MATERIAL FOR THIS EXERCISE:
:::::
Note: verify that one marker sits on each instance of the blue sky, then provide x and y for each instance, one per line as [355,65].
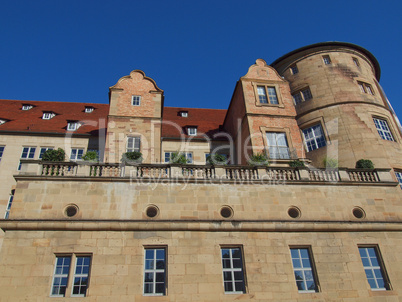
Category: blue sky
[194,50]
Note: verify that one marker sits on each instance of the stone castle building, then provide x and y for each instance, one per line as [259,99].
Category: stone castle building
[155,230]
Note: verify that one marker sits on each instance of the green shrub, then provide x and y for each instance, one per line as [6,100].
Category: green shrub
[364,164]
[91,156]
[330,163]
[217,159]
[296,164]
[134,156]
[54,155]
[178,158]
[259,159]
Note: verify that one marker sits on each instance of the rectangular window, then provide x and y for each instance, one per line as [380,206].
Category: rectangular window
[133,144]
[61,273]
[374,268]
[262,95]
[278,145]
[76,153]
[232,267]
[60,276]
[294,69]
[399,178]
[1,151]
[314,137]
[327,60]
[303,268]
[155,271]
[136,100]
[189,156]
[27,153]
[43,150]
[383,129]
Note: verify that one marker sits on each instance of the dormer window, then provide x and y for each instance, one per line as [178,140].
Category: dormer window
[136,100]
[89,109]
[26,107]
[192,131]
[48,115]
[72,126]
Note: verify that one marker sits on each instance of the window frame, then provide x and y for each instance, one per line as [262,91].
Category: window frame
[155,271]
[312,268]
[383,132]
[306,141]
[136,100]
[134,139]
[380,267]
[232,270]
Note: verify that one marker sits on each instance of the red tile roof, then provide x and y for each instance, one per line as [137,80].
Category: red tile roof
[207,121]
[31,120]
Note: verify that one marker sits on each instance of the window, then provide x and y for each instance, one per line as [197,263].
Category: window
[232,267]
[327,60]
[155,271]
[1,151]
[278,145]
[48,115]
[374,268]
[192,131]
[294,69]
[76,153]
[304,271]
[72,126]
[27,153]
[136,100]
[314,137]
[189,156]
[302,95]
[80,276]
[263,91]
[365,88]
[399,178]
[383,129]
[89,109]
[133,144]
[26,107]
[43,150]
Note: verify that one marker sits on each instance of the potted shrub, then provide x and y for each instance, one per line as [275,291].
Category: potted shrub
[217,159]
[364,164]
[54,155]
[296,164]
[132,157]
[259,159]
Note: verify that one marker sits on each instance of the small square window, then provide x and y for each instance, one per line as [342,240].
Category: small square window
[136,100]
[374,268]
[304,271]
[327,60]
[294,69]
[233,272]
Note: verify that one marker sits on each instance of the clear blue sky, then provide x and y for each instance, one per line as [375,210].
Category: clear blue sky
[194,50]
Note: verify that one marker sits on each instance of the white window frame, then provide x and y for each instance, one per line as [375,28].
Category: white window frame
[136,100]
[48,115]
[383,129]
[315,141]
[150,267]
[373,265]
[132,141]
[79,152]
[192,131]
[230,268]
[300,264]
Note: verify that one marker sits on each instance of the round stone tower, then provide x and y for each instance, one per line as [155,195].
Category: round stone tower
[341,109]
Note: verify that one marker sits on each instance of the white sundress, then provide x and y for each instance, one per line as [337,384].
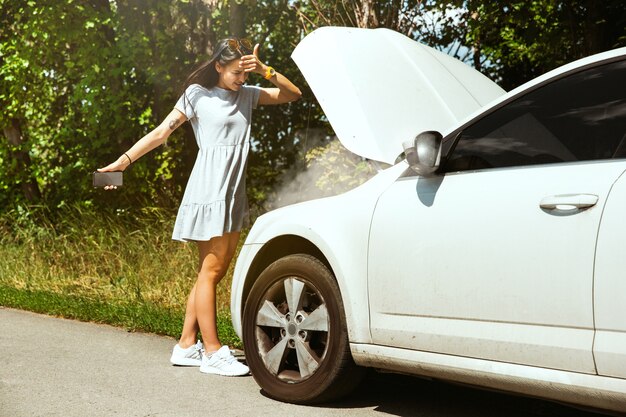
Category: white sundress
[215,200]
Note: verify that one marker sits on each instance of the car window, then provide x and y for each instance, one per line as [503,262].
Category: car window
[576,118]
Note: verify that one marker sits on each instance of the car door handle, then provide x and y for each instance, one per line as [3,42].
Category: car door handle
[568,201]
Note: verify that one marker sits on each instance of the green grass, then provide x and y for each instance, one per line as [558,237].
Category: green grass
[119,268]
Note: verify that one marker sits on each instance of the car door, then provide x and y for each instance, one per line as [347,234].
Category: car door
[494,257]
[610,286]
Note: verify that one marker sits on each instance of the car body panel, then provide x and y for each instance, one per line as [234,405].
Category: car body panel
[592,391]
[496,297]
[559,334]
[610,286]
[339,227]
[370,80]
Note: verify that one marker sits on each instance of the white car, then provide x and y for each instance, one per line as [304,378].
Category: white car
[492,253]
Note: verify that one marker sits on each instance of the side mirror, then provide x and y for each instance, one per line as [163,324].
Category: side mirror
[424,152]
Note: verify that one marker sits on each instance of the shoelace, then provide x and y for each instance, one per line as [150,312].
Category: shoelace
[197,351]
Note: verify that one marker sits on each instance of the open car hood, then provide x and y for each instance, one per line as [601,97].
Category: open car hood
[379,88]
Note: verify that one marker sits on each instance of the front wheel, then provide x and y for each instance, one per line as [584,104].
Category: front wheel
[295,334]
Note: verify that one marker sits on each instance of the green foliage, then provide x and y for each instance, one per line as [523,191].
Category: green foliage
[111,266]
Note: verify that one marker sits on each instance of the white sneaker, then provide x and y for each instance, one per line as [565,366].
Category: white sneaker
[192,356]
[223,363]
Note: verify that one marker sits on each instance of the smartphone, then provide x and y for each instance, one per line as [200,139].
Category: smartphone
[101,179]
:::::
WHAT IS EXPECTED: Arrange all the data above as a JSON list of strings, one string per line, leaving out blank lines and the pictures.

EXPECTED OUTPUT:
[
  "Note: verify that one marker sits on each instance of the blue sky, then provide x and y for each instance, one per line as [355,65].",
  "Category: blue sky",
  "[194,50]",
  "Note: verify that one marker sits on each instance of the stone castle building, then provide x and y for each instance, one per line as [259,99].",
  "Category: stone castle building",
  "[155,230]",
  "Note: verify that one marker sits on each instance of the green shrub, then provide x and y for each instance, one per line as [6,100].",
  "Category: green shrub",
  "[364,164]",
  "[91,156]",
  "[330,163]",
  "[217,159]",
  "[296,164]",
  "[134,156]",
  "[54,155]",
  "[178,158]",
  "[259,159]",
  "Note: verify that one marker sits on each instance of the rectangular window, then provide x and y for each instance, one per line as [380,206].",
  "Category: rectangular window",
  "[133,144]",
  "[61,273]",
  "[374,268]",
  "[262,95]",
  "[278,145]",
  "[76,153]",
  "[232,267]",
  "[60,276]",
  "[294,69]",
  "[399,178]",
  "[1,151]",
  "[314,137]",
  "[327,60]",
  "[303,268]",
  "[155,271]",
  "[136,100]",
  "[189,156]",
  "[27,153]",
  "[43,150]",
  "[383,129]",
  "Note: verify that one marker sits on each instance of the dormer window, then provide x and y for each instance, one per line as [178,140].",
  "Category: dormer window",
  "[136,100]",
  "[89,109]",
  "[26,107]",
  "[192,131]",
  "[48,115]",
  "[72,126]",
  "Note: verify that one marker sits on each instance of the window frame, then provide x and y for each instance, one per line as [262,91].",
  "Category: window frame",
  "[155,271]",
  "[312,268]",
  "[383,132]",
  "[306,141]",
  "[136,100]",
  "[134,139]",
  "[380,267]",
  "[232,270]",
  "Note: verify that one marker sits on each instance of the red tile roof, then provide x and y for each instance, one per line as [137,80].",
  "Category: red tile roof",
  "[207,121]",
  "[31,120]",
  "Note: verify that one marker sits on each instance of the window, then provide x and y for each instance, one per line as [197,263].",
  "Category: window",
  "[232,267]",
  "[327,60]",
  "[155,271]",
  "[1,151]",
  "[278,145]",
  "[48,115]",
  "[374,268]",
  "[192,131]",
  "[294,69]",
  "[76,153]",
  "[304,271]",
  "[72,126]",
  "[27,153]",
  "[136,100]",
  "[314,137]",
  "[189,156]",
  "[302,95]",
  "[80,276]",
  "[263,91]",
  "[365,88]",
  "[399,178]",
  "[383,129]",
  "[89,109]",
  "[133,144]",
  "[26,107]",
  "[43,150]",
  "Note: verify that one marker sits on each instance of the potted shrub, then provide x and y for each instance, one per line as [275,291].",
  "Category: potted shrub",
  "[217,159]",
  "[364,164]",
  "[54,155]",
  "[296,164]",
  "[132,157]",
  "[259,159]",
  "Note: verify that one marker sits on each instance of the small square window, then provide x and y for each instance, one per line as [342,240].",
  "Category: small square window",
  "[136,100]",
  "[374,268]",
  "[304,271]",
  "[327,60]",
  "[294,69]",
  "[233,272]",
  "Note: verify that one marker sits on each instance of the clear blue sky, then provide x and y for each instance, one per line as [375,210].",
  "Category: clear blue sky",
  "[194,50]",
  "Note: verify that one marker sits on each instance of the white window frame, then provide x and y for each instance, one per line as [375,28].",
  "Category: white window frame",
  "[136,100]",
  "[48,115]",
  "[383,129]",
  "[315,141]",
  "[150,267]",
  "[373,265]",
  "[132,141]",
  "[79,152]",
  "[192,131]",
  "[230,268]",
  "[300,264]",
  "Note: verify that one marker sits on each instance of the round stone tower, then provide x and y for each instance, one per line as [155,195].",
  "Category: round stone tower",
  "[341,109]",
  "Note: verify that one marker sits on each instance of the white sundress, then provide x and y for each instance, one per line as [337,384].",
  "Category: white sundress",
  "[215,200]",
  "Note: verify that one marker sits on each instance of the car window, then provide x and y for each instance, one per line as [503,262].",
  "Category: car window",
  "[576,118]",
  "Note: verify that one marker sits on each instance of the car door handle, then provide x and y for each instance, one per line as [3,42].",
  "Category: car door handle",
  "[568,201]",
  "Note: verify that one marker sits on each instance of the green grass, then provide x and y for each instance, one per line as [558,237].",
  "Category: green grass",
  "[119,268]",
  "Note: verify that one marker sits on each instance of the car door, then provide x and y for each instance, one per line as [347,234].",
  "Category: car door",
  "[494,257]",
  "[610,286]",
  "Note: verify that one marker sits on each instance of the car body panel, then provide x and y for each instance, one per line as [234,405].",
  "Category: car body panel",
  "[592,391]",
  "[496,297]",
  "[559,334]",
  "[610,286]",
  "[339,227]",
  "[370,80]",
  "Note: verify that one marker sits on each instance of the white car, then provide x and y for each instance, one per line as [304,378].",
  "Category: white car",
  "[492,253]",
  "Note: verify that one marker sits on each instance of the side mirror, then provide x and y for each instance, one per line as [163,324].",
  "Category: side mirror",
  "[424,152]",
  "Note: verify that one marker sits on each instance of the shoelace, then provide x and y for each instance, one per line as [150,312].",
  "Category: shoelace",
  "[197,351]",
  "Note: verify that one marker sits on each instance of the open car hood, then provide x and y for each instance, one per line as [601,97].",
  "Category: open car hood",
  "[379,88]",
  "Note: verify that one marker sits on each instance of the front wheel, then provide x and y for each instance, one per line as [584,104].",
  "Category: front wheel",
  "[295,334]",
  "Note: verify that one marker sits on each instance of the green foliage, then provide x and y for each instance, one per line as [523,191].",
  "Category: green foliage",
  "[111,266]",
  "Note: verify that one marker sits on each instance of the white sneaker, then provide x and y for each instance, one per line as [565,366].",
  "Category: white sneaker",
  "[192,356]",
  "[223,363]",
  "Note: verify that one marker sits on each instance of the smartphone, then provide x and y for each instance, one per line as [200,139].",
  "Category: smartphone",
  "[101,179]"
]